■ **Data for this task**
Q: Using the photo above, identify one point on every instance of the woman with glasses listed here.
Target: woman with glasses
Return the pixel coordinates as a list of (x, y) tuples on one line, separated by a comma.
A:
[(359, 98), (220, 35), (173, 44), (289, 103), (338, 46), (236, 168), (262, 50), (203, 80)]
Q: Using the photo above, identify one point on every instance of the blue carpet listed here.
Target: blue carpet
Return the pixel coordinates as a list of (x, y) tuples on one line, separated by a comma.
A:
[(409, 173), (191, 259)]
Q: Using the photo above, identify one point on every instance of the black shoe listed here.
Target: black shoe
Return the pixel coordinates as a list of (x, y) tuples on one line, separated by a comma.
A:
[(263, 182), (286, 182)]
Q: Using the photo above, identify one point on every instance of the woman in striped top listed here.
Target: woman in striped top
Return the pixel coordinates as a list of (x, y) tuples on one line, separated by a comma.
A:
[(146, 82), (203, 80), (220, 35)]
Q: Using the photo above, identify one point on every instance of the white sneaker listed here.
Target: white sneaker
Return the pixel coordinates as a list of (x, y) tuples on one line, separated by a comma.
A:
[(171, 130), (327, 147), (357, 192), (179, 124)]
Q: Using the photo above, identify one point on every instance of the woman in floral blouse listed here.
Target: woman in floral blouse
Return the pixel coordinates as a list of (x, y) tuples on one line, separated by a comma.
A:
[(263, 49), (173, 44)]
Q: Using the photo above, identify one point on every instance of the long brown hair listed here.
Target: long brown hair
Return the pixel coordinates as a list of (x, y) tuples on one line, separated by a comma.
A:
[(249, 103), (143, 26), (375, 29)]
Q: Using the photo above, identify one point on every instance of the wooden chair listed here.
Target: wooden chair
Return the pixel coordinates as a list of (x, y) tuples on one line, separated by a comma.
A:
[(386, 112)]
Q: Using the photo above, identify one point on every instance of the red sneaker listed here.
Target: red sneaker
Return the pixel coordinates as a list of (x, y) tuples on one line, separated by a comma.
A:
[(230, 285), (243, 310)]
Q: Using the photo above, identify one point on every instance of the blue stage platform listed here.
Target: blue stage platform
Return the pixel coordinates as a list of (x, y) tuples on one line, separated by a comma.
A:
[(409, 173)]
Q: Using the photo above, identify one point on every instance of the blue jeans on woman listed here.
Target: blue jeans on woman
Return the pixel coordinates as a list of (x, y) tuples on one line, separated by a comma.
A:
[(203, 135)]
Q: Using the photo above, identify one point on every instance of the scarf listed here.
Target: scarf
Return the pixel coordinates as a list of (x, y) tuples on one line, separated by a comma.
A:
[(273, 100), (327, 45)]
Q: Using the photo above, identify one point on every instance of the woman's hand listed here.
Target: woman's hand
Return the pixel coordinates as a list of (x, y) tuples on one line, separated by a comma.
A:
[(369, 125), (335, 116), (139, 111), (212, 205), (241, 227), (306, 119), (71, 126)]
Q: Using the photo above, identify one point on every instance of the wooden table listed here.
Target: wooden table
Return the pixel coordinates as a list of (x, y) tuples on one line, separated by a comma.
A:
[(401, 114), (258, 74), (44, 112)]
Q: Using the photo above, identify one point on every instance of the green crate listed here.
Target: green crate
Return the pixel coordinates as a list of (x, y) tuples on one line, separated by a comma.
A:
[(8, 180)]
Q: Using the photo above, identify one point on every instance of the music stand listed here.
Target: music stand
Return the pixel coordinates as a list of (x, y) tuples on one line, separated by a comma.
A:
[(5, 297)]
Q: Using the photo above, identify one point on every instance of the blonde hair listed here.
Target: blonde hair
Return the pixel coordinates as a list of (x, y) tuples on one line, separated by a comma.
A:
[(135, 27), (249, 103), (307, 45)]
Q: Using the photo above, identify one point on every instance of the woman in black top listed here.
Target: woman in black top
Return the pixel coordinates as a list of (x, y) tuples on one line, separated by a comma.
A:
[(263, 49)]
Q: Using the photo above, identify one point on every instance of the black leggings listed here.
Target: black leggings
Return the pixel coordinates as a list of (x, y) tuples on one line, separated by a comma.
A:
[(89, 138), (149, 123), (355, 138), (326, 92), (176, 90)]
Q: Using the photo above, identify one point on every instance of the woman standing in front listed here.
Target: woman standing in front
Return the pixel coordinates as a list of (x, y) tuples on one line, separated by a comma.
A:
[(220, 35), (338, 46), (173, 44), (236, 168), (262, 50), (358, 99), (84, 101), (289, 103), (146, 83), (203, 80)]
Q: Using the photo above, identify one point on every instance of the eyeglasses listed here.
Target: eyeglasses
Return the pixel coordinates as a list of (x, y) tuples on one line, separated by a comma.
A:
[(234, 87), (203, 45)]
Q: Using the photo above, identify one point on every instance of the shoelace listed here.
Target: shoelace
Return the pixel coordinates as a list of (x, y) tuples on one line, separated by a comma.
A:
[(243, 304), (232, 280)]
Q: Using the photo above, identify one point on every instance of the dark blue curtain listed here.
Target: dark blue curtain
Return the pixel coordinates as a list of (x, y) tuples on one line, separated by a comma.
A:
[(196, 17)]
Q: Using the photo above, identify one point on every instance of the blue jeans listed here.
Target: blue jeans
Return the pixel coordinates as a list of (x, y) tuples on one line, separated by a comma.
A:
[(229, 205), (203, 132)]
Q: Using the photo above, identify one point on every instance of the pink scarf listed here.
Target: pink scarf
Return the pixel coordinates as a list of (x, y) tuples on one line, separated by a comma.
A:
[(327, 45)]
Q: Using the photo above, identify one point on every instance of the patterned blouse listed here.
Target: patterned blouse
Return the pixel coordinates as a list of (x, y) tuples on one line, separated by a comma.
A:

■ **Exercise instructions**
Reproduce the lines of the entries above verbatim, starting at the line that contains "chair listed here." and ending at the line that contains "[(409, 173)]", with both of those lines included.

■ **Final result**
Q: Using the photo above, identify one point on every instance of the wooden chair listed here.
Target: wooden chair
Return the pixel coordinates as a list of (x, y) tuples on one line, separated by a comma.
A:
[(386, 112)]
Q: Using the photo above, identify one point on every instance of the red sneaker listed here.
Target: red sneaker
Return the pixel coordinates as a list of (x, y) tuples on one line, separated by a comma.
A:
[(230, 285), (243, 310)]
Q: Using the photo above, identify one point on every instance of the blue stage platform listed here.
Target: blue stage platform
Return the pixel coordinates as a list of (x, y) tuples on one line, separated by a comma.
A:
[(409, 173)]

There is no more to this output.